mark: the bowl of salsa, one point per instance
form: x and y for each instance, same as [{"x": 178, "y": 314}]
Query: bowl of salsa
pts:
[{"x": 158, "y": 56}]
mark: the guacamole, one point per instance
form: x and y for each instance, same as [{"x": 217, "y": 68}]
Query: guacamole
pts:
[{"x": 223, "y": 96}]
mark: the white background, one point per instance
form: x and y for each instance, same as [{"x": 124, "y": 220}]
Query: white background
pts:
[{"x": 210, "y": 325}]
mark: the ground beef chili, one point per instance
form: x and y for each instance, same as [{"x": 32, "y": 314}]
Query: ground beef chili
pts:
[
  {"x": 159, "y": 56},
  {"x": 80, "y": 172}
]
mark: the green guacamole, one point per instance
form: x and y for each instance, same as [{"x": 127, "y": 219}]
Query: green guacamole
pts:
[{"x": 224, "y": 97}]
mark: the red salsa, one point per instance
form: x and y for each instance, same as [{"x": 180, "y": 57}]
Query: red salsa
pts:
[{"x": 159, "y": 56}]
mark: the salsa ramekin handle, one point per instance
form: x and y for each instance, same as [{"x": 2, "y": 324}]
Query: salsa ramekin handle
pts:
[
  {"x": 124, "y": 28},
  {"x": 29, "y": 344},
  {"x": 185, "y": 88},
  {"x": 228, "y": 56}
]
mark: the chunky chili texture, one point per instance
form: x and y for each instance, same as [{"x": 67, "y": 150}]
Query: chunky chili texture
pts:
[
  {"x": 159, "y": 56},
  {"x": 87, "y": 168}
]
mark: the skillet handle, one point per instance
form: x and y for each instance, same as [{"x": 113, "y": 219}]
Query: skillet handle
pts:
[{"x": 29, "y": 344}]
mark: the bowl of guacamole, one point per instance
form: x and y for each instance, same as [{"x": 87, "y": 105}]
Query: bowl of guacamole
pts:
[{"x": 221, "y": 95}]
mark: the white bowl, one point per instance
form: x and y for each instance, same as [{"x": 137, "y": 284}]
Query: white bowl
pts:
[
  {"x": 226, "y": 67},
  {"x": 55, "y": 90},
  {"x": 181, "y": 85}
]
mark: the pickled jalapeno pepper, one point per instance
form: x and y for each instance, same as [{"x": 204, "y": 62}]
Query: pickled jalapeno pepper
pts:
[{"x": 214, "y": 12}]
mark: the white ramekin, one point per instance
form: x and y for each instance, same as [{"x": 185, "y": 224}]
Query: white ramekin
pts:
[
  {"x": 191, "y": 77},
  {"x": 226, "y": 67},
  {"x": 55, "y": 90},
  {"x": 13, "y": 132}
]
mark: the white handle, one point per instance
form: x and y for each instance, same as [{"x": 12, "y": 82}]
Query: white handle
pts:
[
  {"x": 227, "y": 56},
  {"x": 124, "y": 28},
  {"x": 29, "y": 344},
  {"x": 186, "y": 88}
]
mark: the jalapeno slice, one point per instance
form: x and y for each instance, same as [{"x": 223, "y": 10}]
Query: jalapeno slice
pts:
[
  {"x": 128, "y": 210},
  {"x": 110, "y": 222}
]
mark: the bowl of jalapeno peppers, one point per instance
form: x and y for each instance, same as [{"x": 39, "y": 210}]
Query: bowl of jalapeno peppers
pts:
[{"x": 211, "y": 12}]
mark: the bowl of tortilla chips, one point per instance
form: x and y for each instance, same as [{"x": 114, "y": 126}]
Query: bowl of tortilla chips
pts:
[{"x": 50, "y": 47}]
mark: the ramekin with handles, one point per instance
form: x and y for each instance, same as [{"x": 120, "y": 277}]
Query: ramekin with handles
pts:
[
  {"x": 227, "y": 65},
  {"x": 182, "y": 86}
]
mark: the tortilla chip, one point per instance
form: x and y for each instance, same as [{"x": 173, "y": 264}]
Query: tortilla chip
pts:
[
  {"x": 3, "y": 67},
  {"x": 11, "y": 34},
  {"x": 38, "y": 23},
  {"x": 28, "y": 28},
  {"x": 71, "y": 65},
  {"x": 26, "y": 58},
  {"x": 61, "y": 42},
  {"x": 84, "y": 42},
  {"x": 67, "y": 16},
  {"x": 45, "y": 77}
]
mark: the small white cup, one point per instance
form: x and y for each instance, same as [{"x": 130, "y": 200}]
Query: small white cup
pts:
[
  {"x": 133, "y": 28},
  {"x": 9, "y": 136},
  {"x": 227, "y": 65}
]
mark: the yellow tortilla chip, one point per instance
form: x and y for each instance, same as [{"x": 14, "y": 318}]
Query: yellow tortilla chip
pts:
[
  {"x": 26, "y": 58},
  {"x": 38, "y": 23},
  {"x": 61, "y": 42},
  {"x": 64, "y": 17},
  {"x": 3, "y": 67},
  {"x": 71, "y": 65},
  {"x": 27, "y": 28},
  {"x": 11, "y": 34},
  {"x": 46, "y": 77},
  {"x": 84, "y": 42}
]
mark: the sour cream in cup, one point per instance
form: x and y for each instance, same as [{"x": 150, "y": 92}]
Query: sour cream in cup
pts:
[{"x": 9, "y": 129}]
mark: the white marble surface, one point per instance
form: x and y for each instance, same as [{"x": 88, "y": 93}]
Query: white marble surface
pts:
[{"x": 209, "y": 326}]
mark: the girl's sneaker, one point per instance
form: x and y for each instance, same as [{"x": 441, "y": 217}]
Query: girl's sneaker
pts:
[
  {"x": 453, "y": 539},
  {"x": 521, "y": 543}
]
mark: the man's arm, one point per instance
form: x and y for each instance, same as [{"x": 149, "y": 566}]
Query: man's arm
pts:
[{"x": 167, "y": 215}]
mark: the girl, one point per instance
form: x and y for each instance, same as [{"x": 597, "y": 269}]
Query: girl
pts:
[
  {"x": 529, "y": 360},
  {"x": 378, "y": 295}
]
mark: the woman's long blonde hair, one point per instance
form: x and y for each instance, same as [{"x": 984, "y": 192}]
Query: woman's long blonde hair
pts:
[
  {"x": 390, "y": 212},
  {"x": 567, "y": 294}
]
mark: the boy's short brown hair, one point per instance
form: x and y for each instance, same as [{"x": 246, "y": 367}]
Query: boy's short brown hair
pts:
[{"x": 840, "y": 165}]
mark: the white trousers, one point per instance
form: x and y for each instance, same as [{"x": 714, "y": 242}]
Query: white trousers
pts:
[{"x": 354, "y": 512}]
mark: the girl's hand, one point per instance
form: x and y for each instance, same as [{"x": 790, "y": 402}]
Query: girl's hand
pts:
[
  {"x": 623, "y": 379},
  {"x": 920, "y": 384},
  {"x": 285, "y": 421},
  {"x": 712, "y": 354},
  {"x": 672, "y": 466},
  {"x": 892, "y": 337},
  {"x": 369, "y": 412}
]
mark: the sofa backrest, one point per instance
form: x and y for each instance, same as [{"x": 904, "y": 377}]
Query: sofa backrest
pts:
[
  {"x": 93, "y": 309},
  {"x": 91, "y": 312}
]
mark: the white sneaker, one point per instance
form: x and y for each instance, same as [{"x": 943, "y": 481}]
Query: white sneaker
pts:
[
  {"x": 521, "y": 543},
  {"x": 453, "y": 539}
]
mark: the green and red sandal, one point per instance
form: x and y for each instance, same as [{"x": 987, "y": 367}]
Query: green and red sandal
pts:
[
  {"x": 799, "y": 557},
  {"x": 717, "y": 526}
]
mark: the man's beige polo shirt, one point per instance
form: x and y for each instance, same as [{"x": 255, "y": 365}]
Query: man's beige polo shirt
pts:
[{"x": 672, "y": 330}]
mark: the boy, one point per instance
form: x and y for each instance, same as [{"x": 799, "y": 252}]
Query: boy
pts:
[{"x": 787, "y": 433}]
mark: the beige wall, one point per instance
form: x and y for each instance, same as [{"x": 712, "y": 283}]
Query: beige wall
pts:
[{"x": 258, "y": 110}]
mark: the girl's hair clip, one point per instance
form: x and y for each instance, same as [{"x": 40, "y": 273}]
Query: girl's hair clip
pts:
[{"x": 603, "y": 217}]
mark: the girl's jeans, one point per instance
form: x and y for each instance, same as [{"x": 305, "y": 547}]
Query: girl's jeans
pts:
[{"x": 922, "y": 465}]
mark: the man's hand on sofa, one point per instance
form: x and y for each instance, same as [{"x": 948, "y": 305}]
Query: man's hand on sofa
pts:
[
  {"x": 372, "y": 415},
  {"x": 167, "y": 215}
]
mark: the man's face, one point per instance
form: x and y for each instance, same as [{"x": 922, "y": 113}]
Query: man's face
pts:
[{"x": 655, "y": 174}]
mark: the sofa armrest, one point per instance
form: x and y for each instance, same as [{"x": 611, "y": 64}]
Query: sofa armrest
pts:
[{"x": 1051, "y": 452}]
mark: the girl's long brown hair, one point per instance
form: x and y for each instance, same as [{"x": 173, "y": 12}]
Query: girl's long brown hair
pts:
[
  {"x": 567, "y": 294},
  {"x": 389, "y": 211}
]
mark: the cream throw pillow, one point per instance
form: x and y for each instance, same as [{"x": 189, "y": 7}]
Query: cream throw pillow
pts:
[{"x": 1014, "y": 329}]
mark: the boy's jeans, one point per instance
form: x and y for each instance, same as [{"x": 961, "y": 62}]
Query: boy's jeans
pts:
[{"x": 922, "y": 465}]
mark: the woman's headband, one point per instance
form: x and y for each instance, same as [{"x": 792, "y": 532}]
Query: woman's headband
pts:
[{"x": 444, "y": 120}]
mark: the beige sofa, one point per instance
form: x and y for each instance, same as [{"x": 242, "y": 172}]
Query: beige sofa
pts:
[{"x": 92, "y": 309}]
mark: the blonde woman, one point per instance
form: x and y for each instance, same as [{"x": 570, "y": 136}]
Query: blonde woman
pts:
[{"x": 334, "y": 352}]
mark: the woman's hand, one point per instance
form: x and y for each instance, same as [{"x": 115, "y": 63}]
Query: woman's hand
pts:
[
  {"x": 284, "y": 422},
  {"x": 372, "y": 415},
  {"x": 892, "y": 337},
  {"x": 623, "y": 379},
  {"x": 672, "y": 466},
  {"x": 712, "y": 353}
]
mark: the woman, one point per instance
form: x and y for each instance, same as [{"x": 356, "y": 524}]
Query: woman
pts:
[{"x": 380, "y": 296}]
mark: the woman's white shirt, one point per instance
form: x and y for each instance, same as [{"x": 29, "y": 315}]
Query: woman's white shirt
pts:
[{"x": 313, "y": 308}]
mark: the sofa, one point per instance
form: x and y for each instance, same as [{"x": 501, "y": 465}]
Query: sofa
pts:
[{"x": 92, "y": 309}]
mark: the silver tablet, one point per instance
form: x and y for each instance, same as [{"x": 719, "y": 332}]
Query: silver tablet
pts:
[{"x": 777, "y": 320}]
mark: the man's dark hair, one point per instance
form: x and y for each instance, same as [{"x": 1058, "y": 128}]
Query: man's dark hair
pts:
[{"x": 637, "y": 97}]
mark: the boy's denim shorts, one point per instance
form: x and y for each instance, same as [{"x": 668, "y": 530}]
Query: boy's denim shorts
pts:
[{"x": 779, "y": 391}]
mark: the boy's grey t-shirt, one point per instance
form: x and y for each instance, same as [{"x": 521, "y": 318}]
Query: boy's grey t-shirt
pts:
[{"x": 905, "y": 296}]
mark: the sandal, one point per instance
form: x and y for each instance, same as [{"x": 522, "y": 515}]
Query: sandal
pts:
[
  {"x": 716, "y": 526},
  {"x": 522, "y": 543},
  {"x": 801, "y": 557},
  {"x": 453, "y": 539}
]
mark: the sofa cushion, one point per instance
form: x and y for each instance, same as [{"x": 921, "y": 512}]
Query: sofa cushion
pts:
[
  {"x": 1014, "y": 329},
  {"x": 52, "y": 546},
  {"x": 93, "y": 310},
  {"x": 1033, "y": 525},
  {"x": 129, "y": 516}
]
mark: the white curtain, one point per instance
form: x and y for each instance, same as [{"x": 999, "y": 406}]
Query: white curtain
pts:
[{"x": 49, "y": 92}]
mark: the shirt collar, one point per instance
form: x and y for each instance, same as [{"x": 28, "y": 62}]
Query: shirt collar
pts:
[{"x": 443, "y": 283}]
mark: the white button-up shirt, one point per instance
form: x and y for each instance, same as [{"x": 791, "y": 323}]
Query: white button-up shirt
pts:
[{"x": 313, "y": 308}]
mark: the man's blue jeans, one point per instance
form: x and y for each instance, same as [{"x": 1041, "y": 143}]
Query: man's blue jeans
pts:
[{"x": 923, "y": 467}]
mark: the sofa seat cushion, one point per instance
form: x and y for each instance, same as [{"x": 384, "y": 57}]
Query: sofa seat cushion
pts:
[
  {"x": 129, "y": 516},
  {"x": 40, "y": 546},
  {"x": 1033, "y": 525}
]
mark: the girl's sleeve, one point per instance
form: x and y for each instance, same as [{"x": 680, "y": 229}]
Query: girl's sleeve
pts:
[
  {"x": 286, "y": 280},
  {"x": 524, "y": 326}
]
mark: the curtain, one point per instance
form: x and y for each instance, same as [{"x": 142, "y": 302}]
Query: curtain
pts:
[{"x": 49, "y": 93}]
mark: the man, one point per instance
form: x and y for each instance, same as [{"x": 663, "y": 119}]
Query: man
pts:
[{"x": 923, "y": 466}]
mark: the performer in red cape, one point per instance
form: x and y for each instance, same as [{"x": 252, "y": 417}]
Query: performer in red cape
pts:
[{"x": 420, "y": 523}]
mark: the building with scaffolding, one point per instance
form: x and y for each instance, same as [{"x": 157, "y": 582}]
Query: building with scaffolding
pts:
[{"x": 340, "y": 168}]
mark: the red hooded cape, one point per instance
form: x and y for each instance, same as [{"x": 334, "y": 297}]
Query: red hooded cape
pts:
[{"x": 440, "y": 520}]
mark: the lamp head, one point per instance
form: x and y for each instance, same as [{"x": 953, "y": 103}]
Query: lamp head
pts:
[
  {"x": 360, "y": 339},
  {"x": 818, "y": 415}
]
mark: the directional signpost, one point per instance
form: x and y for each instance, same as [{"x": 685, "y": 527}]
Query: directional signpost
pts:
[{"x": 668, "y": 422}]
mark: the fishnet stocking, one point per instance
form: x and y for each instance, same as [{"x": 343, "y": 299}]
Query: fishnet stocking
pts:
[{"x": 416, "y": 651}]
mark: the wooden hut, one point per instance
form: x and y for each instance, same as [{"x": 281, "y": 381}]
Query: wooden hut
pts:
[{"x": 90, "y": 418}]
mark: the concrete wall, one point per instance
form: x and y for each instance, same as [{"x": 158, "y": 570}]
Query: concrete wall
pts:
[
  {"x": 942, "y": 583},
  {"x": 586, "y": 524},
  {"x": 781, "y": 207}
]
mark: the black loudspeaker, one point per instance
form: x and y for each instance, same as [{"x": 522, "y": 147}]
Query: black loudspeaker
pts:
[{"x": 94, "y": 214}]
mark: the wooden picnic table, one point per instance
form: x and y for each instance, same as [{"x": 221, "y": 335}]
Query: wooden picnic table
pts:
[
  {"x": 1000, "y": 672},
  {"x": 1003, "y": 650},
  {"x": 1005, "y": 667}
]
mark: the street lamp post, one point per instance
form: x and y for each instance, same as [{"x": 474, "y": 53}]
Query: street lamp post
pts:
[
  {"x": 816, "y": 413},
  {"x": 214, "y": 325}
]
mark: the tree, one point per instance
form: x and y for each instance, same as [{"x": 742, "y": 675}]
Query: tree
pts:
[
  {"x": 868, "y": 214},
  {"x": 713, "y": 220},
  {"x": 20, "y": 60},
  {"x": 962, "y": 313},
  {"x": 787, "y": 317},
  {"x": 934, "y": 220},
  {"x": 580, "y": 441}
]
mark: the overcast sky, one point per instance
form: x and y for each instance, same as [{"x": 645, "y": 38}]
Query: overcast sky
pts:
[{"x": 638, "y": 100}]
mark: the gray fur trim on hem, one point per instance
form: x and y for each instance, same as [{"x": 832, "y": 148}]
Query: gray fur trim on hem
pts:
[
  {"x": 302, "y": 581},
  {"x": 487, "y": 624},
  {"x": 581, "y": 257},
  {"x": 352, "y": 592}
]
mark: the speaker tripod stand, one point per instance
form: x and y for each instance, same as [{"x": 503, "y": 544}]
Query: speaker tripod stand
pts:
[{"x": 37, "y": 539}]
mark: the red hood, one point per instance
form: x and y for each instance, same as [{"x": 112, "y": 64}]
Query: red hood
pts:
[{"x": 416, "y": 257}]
===
### To do:
Return all lines from the data that include the string "street".

### Solution for this problem:
mark: the street lamp post, one point per instance
Query: street lamp post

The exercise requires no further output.